*DIRECTIONS FOR THIS TASK*
Restate word for word the lines from the one containing "Put one point on each instance of the arrow" through the end of the listing below, with both ends included.

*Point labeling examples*
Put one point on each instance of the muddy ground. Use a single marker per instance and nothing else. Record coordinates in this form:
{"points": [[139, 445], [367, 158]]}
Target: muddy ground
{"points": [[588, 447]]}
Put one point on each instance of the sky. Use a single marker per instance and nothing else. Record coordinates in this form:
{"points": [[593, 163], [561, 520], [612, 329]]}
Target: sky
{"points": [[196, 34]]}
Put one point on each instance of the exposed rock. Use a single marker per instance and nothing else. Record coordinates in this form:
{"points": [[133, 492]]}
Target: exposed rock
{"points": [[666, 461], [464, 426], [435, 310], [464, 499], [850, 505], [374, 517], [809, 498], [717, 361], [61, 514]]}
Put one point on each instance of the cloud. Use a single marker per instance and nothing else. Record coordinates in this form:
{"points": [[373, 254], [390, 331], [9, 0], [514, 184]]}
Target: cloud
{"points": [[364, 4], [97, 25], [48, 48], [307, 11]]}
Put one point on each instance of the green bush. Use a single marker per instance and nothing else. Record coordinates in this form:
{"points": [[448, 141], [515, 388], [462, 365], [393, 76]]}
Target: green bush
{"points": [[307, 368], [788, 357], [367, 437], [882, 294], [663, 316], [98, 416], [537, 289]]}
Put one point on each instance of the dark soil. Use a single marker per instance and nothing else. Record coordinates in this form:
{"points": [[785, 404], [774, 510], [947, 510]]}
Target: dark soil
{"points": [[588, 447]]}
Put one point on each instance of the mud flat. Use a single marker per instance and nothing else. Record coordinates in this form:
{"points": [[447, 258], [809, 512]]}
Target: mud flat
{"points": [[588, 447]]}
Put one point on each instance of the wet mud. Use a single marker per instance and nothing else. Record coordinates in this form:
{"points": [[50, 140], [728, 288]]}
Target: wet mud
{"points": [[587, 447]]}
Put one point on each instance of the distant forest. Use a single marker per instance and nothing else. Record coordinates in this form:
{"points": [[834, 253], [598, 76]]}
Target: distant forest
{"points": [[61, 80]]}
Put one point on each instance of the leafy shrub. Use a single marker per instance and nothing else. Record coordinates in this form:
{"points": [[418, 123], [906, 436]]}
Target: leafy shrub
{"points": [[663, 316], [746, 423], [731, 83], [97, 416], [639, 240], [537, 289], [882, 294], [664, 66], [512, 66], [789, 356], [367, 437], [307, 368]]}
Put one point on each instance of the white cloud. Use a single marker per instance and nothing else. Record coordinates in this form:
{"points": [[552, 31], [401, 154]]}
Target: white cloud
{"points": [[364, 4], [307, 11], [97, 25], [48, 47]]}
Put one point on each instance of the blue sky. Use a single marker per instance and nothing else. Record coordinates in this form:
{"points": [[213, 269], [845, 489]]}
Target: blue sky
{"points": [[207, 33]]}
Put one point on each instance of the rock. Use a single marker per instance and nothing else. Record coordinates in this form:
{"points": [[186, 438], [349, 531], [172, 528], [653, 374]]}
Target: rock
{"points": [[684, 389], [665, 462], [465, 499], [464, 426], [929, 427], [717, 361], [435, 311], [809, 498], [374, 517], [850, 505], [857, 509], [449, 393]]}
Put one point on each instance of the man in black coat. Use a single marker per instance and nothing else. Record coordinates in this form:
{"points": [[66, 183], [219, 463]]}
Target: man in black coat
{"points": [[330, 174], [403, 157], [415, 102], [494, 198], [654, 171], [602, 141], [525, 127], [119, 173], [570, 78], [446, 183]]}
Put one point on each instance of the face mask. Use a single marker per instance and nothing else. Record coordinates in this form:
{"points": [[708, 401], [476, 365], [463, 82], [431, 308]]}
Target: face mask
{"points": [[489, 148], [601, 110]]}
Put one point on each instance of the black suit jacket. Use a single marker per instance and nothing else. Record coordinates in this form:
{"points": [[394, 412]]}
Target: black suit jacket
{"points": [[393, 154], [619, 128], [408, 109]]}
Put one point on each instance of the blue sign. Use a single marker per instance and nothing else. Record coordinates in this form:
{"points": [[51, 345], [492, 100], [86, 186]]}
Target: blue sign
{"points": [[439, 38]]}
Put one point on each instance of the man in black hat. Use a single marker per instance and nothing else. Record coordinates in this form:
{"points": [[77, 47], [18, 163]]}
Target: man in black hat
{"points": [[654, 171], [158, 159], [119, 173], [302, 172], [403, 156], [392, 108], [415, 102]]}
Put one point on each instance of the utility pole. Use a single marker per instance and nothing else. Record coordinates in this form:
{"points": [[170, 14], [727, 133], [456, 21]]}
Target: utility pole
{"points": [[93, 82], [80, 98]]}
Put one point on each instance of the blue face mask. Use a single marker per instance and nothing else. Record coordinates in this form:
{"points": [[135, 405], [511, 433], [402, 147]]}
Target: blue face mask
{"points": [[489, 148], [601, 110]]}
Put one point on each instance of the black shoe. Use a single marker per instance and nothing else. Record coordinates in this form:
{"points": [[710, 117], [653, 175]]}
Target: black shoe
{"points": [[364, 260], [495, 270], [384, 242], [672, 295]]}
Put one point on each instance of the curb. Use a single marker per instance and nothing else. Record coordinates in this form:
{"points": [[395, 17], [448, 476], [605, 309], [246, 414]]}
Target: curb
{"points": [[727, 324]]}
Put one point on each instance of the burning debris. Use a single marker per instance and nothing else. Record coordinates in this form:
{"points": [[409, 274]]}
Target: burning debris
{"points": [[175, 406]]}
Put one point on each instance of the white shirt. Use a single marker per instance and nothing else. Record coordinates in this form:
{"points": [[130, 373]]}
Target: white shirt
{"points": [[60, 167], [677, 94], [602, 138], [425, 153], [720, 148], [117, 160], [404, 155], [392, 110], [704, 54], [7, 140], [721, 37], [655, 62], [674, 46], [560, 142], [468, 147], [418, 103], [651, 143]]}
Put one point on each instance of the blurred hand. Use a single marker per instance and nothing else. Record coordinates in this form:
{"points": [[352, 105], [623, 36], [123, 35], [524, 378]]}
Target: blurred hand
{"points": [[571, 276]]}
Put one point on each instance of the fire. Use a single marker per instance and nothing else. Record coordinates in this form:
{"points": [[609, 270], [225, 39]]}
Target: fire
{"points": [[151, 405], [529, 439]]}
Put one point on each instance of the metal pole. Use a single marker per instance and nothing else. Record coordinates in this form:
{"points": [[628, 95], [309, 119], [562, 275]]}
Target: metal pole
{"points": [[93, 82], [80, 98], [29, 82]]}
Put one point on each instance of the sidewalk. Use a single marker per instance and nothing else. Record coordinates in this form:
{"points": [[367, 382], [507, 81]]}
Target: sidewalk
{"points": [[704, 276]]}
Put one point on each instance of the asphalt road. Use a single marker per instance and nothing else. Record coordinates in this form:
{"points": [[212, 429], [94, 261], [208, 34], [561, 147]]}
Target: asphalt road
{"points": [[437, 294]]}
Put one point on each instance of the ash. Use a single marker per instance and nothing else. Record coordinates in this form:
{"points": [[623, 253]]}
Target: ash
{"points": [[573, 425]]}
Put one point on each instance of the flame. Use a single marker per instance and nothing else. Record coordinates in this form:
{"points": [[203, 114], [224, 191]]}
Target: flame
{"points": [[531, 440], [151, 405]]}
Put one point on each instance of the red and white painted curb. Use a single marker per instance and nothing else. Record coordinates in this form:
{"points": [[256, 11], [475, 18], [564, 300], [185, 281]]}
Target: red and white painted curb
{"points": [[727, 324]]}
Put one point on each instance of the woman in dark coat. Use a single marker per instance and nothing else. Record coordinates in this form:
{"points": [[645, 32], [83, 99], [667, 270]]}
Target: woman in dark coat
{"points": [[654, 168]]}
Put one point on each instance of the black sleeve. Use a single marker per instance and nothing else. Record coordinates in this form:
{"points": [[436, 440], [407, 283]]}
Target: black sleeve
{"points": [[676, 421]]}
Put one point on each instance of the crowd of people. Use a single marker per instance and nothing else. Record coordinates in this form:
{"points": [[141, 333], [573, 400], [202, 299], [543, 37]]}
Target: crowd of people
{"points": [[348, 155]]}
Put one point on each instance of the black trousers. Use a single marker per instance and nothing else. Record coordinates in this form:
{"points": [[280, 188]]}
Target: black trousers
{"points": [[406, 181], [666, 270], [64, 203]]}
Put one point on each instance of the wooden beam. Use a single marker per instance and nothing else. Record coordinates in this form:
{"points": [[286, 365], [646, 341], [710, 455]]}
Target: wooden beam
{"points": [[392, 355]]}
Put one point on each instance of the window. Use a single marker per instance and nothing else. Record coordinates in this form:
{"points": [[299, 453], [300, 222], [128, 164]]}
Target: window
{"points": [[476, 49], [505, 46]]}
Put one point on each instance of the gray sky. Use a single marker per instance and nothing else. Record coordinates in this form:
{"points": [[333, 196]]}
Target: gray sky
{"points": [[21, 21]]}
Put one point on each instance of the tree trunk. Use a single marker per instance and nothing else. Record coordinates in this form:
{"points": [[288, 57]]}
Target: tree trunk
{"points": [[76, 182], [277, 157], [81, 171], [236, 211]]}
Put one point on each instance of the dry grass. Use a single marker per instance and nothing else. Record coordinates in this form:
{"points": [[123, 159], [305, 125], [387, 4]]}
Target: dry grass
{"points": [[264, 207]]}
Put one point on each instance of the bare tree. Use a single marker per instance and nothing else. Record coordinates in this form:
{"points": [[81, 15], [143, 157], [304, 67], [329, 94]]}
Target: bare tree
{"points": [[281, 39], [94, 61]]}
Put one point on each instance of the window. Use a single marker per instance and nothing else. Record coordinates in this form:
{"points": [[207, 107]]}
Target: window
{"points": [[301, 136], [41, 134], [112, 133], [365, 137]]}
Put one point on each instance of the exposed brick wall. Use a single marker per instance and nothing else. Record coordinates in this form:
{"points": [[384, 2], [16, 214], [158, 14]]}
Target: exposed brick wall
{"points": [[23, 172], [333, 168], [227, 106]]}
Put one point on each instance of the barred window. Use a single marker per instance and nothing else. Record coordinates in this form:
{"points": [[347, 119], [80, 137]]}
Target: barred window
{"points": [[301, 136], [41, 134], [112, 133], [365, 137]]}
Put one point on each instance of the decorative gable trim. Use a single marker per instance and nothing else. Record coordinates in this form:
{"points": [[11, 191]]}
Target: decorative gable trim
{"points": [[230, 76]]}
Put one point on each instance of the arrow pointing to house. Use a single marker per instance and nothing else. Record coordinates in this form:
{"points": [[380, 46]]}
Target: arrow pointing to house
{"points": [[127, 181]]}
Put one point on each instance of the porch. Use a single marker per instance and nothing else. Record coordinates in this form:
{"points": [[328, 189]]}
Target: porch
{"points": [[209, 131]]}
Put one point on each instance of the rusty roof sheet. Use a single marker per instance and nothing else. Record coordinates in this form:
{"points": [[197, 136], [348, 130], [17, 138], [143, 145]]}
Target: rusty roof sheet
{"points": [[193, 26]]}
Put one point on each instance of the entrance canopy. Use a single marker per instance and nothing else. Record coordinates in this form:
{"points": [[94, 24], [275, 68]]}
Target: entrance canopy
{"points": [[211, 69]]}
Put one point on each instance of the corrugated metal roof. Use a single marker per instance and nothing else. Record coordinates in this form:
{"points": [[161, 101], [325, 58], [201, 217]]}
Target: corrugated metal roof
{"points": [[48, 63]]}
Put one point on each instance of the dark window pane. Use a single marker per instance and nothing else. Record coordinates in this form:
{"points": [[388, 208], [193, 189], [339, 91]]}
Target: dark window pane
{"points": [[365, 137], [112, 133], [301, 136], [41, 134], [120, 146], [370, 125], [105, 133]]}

*TASK RESPONSE*
Put one point on each instance of the arrow pointing to house. Use a single marker per instance and nothing else. Record coordinates in this form:
{"points": [[380, 46]]}
Target: arrow pointing to house
{"points": [[127, 181]]}
Put one point on each instance of the porch. Use a single marker per instance and nothing else. Record coordinates in this form:
{"points": [[328, 189]]}
Target: porch
{"points": [[209, 131]]}
Put one point on each instance of the rusty roof sheet. Use a single marker per instance and nothing else. Record coordinates in this form:
{"points": [[197, 136], [348, 130], [17, 138], [143, 145]]}
Target: rusty roof sheet
{"points": [[193, 26]]}
Put one point on each instance of the entrance canopy. Use a single marker per instance and nothing else. Record coordinates in this form:
{"points": [[94, 24], [275, 68]]}
Target: entrance canopy
{"points": [[211, 69]]}
Put one point on each instance of the corrugated metal roof. Use a single marker per instance and nothing else. Record coordinates in this form:
{"points": [[161, 101], [325, 58], [201, 217]]}
Target: corrugated metal roof
{"points": [[48, 63]]}
Put one point on each instance of the dark window pane. Use a single marker per instance and nothing else. Record coordinates in this form:
{"points": [[388, 208], [193, 189], [339, 91]]}
Target: dark window pane
{"points": [[365, 137], [112, 133], [301, 136], [41, 134], [120, 146], [370, 125], [105, 133]]}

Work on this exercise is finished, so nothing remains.